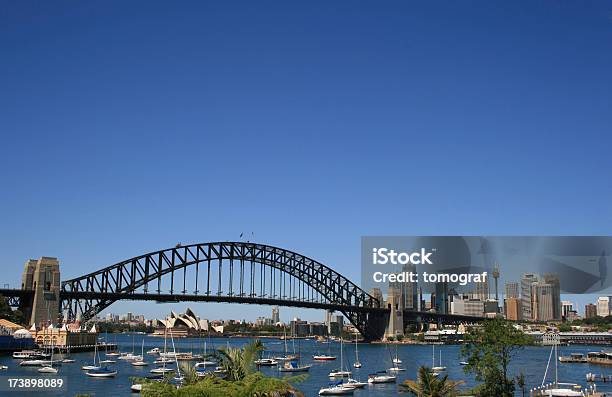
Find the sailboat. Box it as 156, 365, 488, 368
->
131, 340, 148, 366
61, 343, 75, 363
392, 345, 402, 364
38, 343, 58, 374
541, 334, 583, 397
274, 329, 297, 361
279, 339, 311, 372
352, 334, 361, 368
195, 340, 217, 367
319, 380, 355, 395
314, 336, 337, 361
82, 342, 101, 370
150, 328, 176, 375
388, 343, 405, 372
431, 345, 446, 372
329, 338, 352, 378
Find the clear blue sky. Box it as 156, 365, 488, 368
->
1, 1, 611, 322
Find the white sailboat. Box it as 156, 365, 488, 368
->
131, 340, 148, 366
151, 328, 174, 375
431, 345, 446, 372
541, 334, 583, 397
388, 342, 405, 371
352, 334, 361, 368
38, 343, 58, 374
329, 338, 351, 378
81, 343, 101, 370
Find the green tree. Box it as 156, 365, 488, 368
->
461, 318, 532, 397
401, 366, 464, 397
216, 339, 264, 381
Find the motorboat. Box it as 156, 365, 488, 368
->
131, 383, 143, 393
20, 360, 54, 367
99, 359, 116, 364
38, 365, 58, 374
147, 347, 161, 355
319, 381, 355, 395
86, 366, 117, 378
342, 378, 367, 389
255, 358, 278, 366
150, 367, 174, 374
559, 353, 587, 363
388, 366, 406, 372
459, 361, 469, 366
13, 350, 49, 359
314, 354, 337, 361
62, 358, 75, 363
329, 369, 352, 378
105, 351, 120, 357
368, 371, 397, 384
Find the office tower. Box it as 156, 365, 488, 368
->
271, 306, 280, 324
531, 281, 554, 322
505, 297, 522, 320
435, 282, 449, 314
370, 288, 384, 308
505, 282, 519, 299
597, 297, 611, 317
543, 273, 561, 320
585, 303, 598, 319
561, 301, 573, 320
473, 278, 489, 301
521, 274, 539, 321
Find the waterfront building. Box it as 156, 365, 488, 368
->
520, 273, 539, 321
290, 318, 309, 337
451, 294, 484, 317
585, 303, 598, 319
596, 296, 612, 317
505, 297, 522, 321
30, 323, 97, 348
0, 319, 36, 351
505, 282, 519, 299
152, 308, 209, 337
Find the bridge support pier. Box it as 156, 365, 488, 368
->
21, 257, 61, 327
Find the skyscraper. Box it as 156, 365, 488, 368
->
271, 306, 280, 324
521, 274, 538, 321
531, 281, 554, 321
505, 282, 519, 299
596, 297, 611, 317
585, 303, 598, 319
543, 273, 561, 320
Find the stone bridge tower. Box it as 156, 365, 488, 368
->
21, 257, 60, 327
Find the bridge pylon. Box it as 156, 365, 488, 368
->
21, 257, 60, 327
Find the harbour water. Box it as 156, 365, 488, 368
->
1, 334, 611, 396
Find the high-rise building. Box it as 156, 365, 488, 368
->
585, 303, 598, 319
473, 279, 489, 302
271, 306, 280, 324
370, 288, 384, 308
531, 281, 554, 322
521, 274, 539, 321
435, 282, 449, 314
597, 297, 611, 317
561, 301, 574, 320
505, 282, 519, 299
543, 273, 561, 320
505, 297, 522, 321
389, 263, 418, 310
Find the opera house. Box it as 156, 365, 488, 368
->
152, 308, 210, 338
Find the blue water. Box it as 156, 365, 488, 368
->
1, 334, 610, 396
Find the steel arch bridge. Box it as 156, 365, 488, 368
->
60, 242, 389, 340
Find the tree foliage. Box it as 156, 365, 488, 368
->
401, 366, 464, 397
461, 318, 532, 397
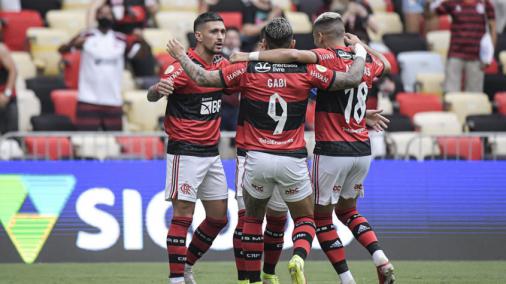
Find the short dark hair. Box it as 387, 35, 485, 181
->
193, 12, 224, 32
262, 17, 293, 49
313, 12, 345, 40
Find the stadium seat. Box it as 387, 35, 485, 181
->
61, 51, 81, 89
426, 30, 450, 59
500, 51, 506, 75
415, 73, 445, 97
413, 111, 462, 135
368, 13, 403, 42
495, 92, 506, 115
489, 136, 506, 156
16, 89, 41, 131
159, 0, 198, 11
367, 0, 387, 12
11, 52, 36, 80
51, 90, 78, 124
46, 10, 87, 36
156, 11, 197, 49
294, 33, 316, 50
116, 136, 165, 160
218, 12, 243, 31
143, 28, 173, 55
483, 75, 506, 101
20, 0, 62, 18
26, 76, 67, 114
396, 93, 443, 119
285, 12, 312, 33
0, 10, 44, 51
124, 90, 166, 131
381, 52, 399, 74
437, 137, 484, 160
466, 115, 506, 132
383, 114, 414, 132
495, 33, 506, 59
438, 15, 451, 30
444, 92, 492, 125
27, 28, 70, 75
297, 0, 324, 18
208, 0, 246, 12
397, 51, 444, 92
25, 136, 73, 160
386, 132, 440, 160
62, 0, 93, 10
31, 114, 75, 131
71, 134, 122, 160
383, 33, 428, 55
484, 59, 499, 75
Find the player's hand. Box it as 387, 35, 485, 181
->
166, 39, 186, 60
156, 78, 174, 97
229, 51, 249, 63
365, 109, 390, 132
344, 33, 362, 46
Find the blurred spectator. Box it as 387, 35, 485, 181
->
1, 0, 21, 11
0, 23, 17, 134
241, 0, 284, 51
318, 0, 378, 43
59, 5, 131, 131
88, 0, 157, 78
492, 0, 505, 33
426, 0, 496, 93
222, 28, 241, 58
20, 0, 61, 19
403, 0, 424, 33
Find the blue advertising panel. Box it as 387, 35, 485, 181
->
0, 160, 505, 263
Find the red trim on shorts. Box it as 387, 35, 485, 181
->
313, 155, 320, 204
170, 155, 180, 199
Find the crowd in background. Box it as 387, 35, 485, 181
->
0, 0, 505, 134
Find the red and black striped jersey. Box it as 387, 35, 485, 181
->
312, 46, 384, 157
161, 49, 230, 157
221, 61, 336, 158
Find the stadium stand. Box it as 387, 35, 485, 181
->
26, 76, 67, 114
61, 51, 81, 89
16, 89, 41, 131
396, 93, 443, 119
71, 134, 121, 160
27, 27, 70, 75
397, 51, 444, 92
116, 136, 165, 160
383, 33, 428, 55
123, 90, 166, 131
413, 111, 462, 135
437, 137, 484, 160
160, 0, 199, 11
24, 136, 73, 160
415, 73, 445, 96
155, 11, 197, 48
143, 28, 173, 55
20, 0, 62, 18
62, 0, 93, 10
51, 89, 78, 124
466, 115, 506, 132
500, 52, 506, 75
381, 52, 399, 74
31, 114, 75, 131
285, 11, 312, 33
0, 10, 44, 51
426, 30, 450, 59
218, 12, 243, 31
483, 75, 506, 101
444, 92, 493, 126
46, 10, 87, 36
495, 92, 506, 115
386, 132, 440, 160
384, 114, 414, 132
368, 12, 403, 42
11, 52, 37, 80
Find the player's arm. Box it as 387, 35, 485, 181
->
327, 44, 367, 91
344, 33, 391, 75
230, 49, 318, 64
166, 39, 224, 88
147, 78, 174, 102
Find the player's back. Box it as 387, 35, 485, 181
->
312, 47, 384, 156
221, 60, 335, 157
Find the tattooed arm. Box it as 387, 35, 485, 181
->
166, 39, 224, 88
327, 56, 365, 91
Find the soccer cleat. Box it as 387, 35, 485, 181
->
288, 255, 306, 284
377, 262, 395, 284
237, 281, 250, 284
261, 272, 280, 284
169, 277, 185, 284
184, 264, 197, 284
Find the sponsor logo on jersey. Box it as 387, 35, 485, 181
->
258, 138, 294, 145
316, 65, 328, 72
337, 50, 353, 60
164, 65, 175, 74
180, 183, 192, 195
255, 62, 271, 72
200, 97, 222, 115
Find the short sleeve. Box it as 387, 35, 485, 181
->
307, 64, 336, 90
161, 62, 188, 90
485, 0, 495, 20
219, 62, 247, 88
311, 48, 347, 71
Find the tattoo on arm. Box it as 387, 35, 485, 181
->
176, 54, 224, 88
329, 57, 365, 91
147, 86, 163, 102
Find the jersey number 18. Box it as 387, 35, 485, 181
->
344, 82, 368, 124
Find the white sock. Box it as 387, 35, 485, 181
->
339, 271, 355, 284
372, 250, 389, 267
184, 264, 192, 271
170, 276, 184, 284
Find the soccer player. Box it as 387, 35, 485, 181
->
147, 12, 231, 284
166, 17, 367, 284
230, 12, 395, 284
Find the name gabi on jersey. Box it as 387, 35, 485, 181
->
200, 97, 221, 115
267, 78, 287, 88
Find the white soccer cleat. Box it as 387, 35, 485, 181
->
184, 264, 197, 284
169, 277, 185, 284
377, 262, 395, 284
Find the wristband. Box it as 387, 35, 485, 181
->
354, 44, 367, 60
248, 51, 260, 61
4, 89, 12, 98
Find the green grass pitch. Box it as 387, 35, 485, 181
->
0, 261, 505, 283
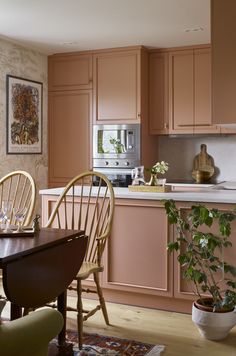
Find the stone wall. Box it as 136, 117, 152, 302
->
0, 37, 48, 217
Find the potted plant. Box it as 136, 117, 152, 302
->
147, 161, 169, 186
164, 199, 236, 340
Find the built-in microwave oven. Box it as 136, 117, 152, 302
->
93, 124, 141, 170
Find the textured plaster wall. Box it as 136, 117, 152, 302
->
158, 135, 236, 183
0, 37, 48, 217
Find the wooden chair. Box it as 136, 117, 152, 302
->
0, 170, 36, 226
0, 170, 36, 302
46, 171, 115, 349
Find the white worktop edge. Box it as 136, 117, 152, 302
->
39, 186, 236, 204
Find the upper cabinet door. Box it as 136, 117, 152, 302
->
93, 50, 141, 123
48, 54, 93, 91
149, 52, 169, 134
194, 48, 220, 134
195, 48, 211, 126
212, 0, 236, 126
169, 50, 194, 133
168, 47, 220, 135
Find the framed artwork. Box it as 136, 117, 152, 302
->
6, 75, 43, 154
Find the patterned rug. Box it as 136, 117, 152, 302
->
51, 330, 165, 355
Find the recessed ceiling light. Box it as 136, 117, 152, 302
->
61, 41, 79, 46
184, 27, 204, 33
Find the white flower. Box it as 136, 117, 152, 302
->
151, 161, 169, 175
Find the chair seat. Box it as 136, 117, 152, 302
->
76, 261, 104, 280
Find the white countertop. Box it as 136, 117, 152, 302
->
39, 182, 236, 204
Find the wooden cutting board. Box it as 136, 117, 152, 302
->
192, 144, 215, 180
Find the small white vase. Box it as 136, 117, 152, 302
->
192, 302, 236, 340
148, 175, 166, 186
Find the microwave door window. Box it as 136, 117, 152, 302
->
97, 130, 127, 154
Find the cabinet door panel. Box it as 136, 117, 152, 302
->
149, 52, 169, 134
103, 200, 173, 297
212, 0, 236, 125
194, 48, 220, 133
168, 47, 220, 134
48, 54, 92, 91
93, 51, 140, 122
169, 50, 194, 132
195, 49, 211, 126
48, 90, 92, 186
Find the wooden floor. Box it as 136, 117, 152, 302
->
2, 296, 236, 355
65, 297, 236, 356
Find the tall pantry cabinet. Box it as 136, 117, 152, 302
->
48, 53, 93, 187
48, 46, 159, 187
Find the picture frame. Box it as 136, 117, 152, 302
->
6, 75, 43, 154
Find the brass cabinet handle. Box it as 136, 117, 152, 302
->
177, 124, 194, 127
177, 124, 211, 127
193, 124, 211, 127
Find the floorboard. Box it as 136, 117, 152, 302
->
66, 297, 236, 356
2, 293, 236, 355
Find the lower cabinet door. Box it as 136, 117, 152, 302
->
173, 203, 236, 300
103, 199, 173, 297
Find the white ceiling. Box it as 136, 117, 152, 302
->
0, 0, 210, 55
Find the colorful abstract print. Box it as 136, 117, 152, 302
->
11, 83, 39, 146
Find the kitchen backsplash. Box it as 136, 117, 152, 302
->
158, 135, 236, 183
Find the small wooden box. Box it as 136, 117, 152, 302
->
128, 185, 172, 193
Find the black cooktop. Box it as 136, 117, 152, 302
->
167, 179, 224, 185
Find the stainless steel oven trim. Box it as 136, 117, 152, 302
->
93, 158, 140, 168
93, 168, 132, 175
93, 124, 141, 160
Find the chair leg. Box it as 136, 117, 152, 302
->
23, 308, 29, 316
77, 279, 83, 350
93, 272, 109, 325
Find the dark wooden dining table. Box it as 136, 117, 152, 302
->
0, 227, 87, 355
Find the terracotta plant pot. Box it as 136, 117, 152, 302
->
192, 300, 236, 340
194, 297, 234, 313
194, 298, 214, 312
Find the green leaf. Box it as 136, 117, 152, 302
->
201, 206, 213, 226
201, 285, 208, 292
178, 254, 190, 265
211, 208, 220, 218
226, 280, 236, 289
223, 240, 232, 248
209, 264, 219, 272
167, 241, 179, 252
224, 263, 236, 276
192, 270, 206, 284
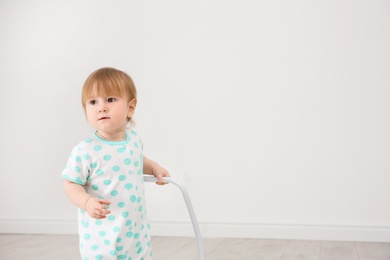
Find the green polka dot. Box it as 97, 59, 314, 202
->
126, 231, 133, 238
126, 220, 132, 226
118, 175, 126, 181
84, 233, 91, 240
117, 147, 126, 153
137, 169, 143, 175
93, 145, 102, 151
130, 195, 136, 202
95, 220, 102, 225
111, 190, 119, 196
75, 156, 82, 162
124, 183, 133, 190
138, 205, 143, 212
90, 162, 97, 168
82, 220, 89, 228
122, 211, 129, 218
96, 169, 104, 176
109, 250, 116, 256
75, 177, 83, 184
116, 237, 122, 243
113, 226, 120, 232
108, 215, 116, 221
103, 154, 112, 161
137, 247, 143, 254
91, 245, 99, 251
118, 255, 126, 260
74, 166, 81, 173
134, 142, 139, 148
134, 161, 139, 167
137, 197, 142, 203
134, 233, 140, 239
136, 241, 141, 247
95, 255, 103, 260
83, 154, 90, 160
104, 239, 110, 245
99, 231, 106, 237
116, 246, 123, 251
104, 180, 112, 185
124, 158, 131, 165
147, 240, 151, 247
85, 138, 93, 143
118, 202, 125, 208
112, 165, 120, 172
92, 184, 98, 190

__________

## Goal of the exercise
If a line above holds the string "oven", copy it out.

## Solution below
Find the built-in microwave oven. Box it as 136, 117, 152, 302
Find the stainless steel oven trim. Box it as 136, 117, 152, 302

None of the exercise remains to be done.